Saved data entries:

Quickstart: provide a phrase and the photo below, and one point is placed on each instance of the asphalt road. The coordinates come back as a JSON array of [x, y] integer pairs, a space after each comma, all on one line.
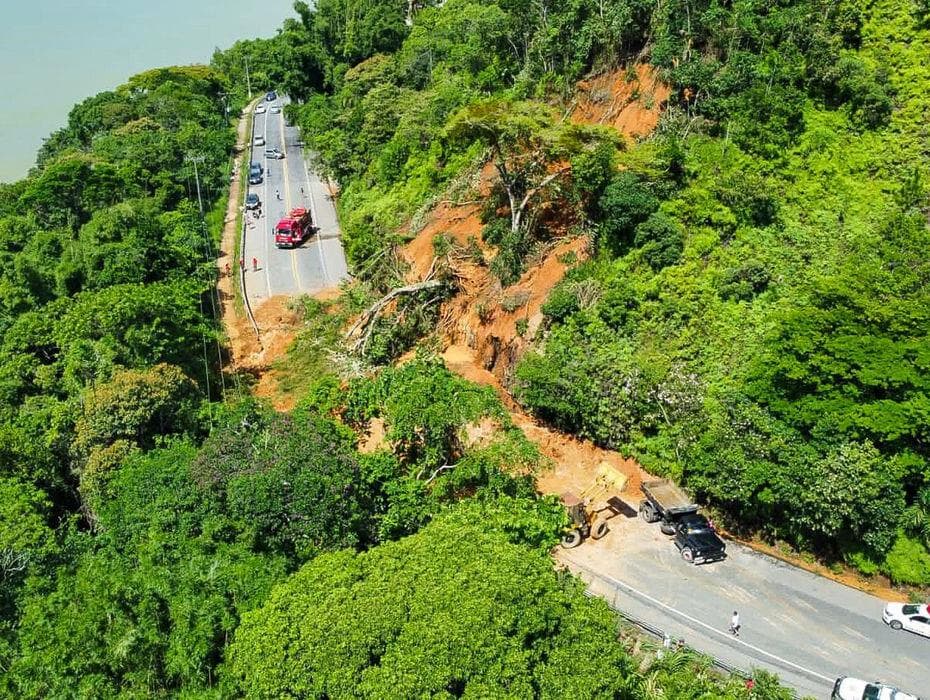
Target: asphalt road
[[320, 262], [807, 629]]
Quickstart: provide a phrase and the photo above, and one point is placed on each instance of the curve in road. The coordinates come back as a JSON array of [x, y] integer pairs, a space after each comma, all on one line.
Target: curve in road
[[289, 182]]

◆ **What you need to do**
Look through the data above. Each line containing the word "photo" needs to be copied.

◆ **Reply to the task**
Quickstart: provide a phrase and the photo below, and one point is placed on each instance of the asphalt road. The coordinates come back as a JSON array of [x, y] integer pairs, a space after each comma, all on one line.
Quickstart: provide a phrase and the photo above, and one point is placed on each instance of the curve in road. The coordinates come back as a JSON array of [x, y] integer pairs, a space after each comma, all on one line.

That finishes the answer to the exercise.